#### [YOUR OBJECTIVE]
Pick out every line in the entries below that contains the word "white" and copy each of those lines.

(Collection entries)
################

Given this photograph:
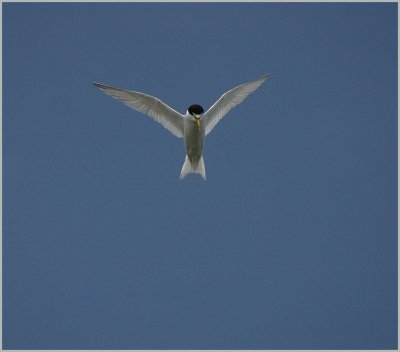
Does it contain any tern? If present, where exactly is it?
[93,73,270,180]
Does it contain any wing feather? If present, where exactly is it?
[204,73,270,135]
[93,82,183,138]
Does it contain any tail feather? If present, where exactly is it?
[179,155,206,180]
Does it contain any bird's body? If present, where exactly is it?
[93,74,269,179]
[181,113,206,179]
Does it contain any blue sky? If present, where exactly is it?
[3,3,397,349]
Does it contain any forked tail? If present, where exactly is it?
[180,155,206,180]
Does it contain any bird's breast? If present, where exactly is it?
[184,117,205,159]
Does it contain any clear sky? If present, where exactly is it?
[3,3,397,349]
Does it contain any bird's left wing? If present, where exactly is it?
[93,82,183,138]
[204,73,270,135]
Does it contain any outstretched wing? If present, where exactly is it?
[203,73,270,135]
[93,82,183,138]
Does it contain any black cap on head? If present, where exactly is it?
[188,104,204,115]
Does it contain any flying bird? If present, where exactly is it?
[93,74,270,180]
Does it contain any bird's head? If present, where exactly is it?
[188,104,204,120]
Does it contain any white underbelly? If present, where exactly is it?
[184,121,205,161]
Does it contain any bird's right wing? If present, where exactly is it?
[93,82,183,138]
[204,73,270,135]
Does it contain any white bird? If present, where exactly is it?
[93,74,270,180]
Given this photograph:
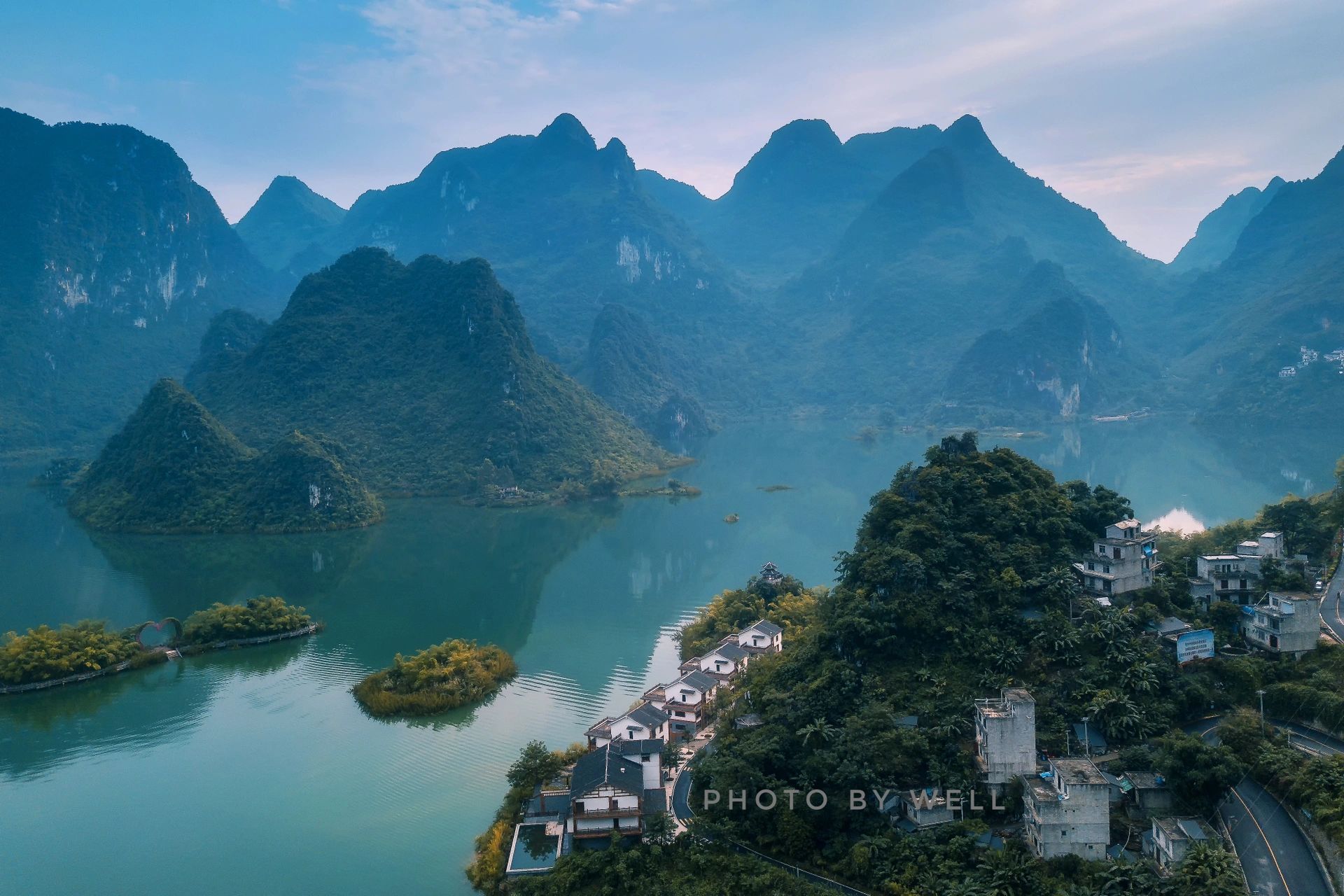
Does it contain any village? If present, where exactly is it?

################

#### [TASK SOLUTION]
Does it contain any white underbelly? If present, where exactly is it?
Does it contain any white bird? If present, where exactly is it?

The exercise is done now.